### Data for the task
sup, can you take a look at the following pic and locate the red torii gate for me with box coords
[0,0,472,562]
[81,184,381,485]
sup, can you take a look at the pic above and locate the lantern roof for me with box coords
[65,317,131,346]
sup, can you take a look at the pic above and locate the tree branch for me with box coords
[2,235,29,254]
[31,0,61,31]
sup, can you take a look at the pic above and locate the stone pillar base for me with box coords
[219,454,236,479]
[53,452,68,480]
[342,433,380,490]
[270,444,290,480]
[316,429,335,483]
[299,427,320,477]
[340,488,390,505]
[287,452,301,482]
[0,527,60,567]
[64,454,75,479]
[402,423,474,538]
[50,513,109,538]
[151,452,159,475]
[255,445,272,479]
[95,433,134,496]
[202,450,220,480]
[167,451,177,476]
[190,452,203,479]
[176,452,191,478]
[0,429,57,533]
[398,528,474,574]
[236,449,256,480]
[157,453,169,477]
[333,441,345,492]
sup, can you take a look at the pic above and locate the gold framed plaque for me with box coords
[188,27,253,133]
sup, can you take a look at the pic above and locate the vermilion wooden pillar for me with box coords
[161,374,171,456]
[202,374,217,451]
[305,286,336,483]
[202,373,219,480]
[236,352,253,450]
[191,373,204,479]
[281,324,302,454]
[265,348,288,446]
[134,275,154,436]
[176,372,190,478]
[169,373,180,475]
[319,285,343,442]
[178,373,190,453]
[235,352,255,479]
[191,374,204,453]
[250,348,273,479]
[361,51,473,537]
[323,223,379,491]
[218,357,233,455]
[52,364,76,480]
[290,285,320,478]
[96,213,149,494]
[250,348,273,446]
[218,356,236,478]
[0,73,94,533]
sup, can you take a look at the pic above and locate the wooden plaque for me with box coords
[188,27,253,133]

### Task goal
Repeat every record above. Each one must match exactly.

### Finished exercise
sup, can you take a look at the following pic and locate the red torii gate for me with box coords
[0,0,472,562]
[81,184,381,485]
sup, can you take a look at the pic above and locate the lantern roof for me with box coords
[65,317,131,346]
sup, can you take a look at the pic above and locate the tree branch for me with box coords
[2,235,29,254]
[31,0,61,31]
sup, can you take a look at the pic above and locate the stone pillar base for me with box coords
[219,454,236,479]
[53,452,68,480]
[342,433,380,490]
[270,444,290,480]
[316,429,335,483]
[299,427,320,477]
[340,488,390,505]
[287,452,301,482]
[0,527,60,567]
[64,454,75,479]
[402,423,474,538]
[50,513,109,538]
[151,452,159,475]
[255,445,272,479]
[95,433,134,496]
[202,450,220,480]
[167,451,177,476]
[190,452,203,479]
[176,452,191,478]
[0,429,57,533]
[398,528,474,574]
[236,449,256,480]
[157,453,169,477]
[333,441,345,492]
sup, can you take a look at the pic above and locate the gold framed plaque for me with box coords
[188,27,253,133]
sup, can you take a look at the pic above and locate the vermilion wooden pillar for me with box coords
[161,374,171,456]
[202,374,217,451]
[305,286,336,483]
[202,373,219,480]
[236,352,253,450]
[191,373,204,479]
[281,324,302,454]
[265,348,288,446]
[134,275,154,436]
[176,372,190,478]
[169,373,180,475]
[319,285,343,442]
[178,373,190,453]
[235,352,255,479]
[191,374,204,453]
[250,348,273,479]
[361,51,473,537]
[323,223,379,491]
[218,357,233,455]
[52,364,76,480]
[290,285,320,478]
[96,213,149,494]
[250,348,273,446]
[218,356,236,478]
[0,73,94,533]
sup, can you take a look at the pic above and locate the wooden plaque for me with box coords
[188,27,253,133]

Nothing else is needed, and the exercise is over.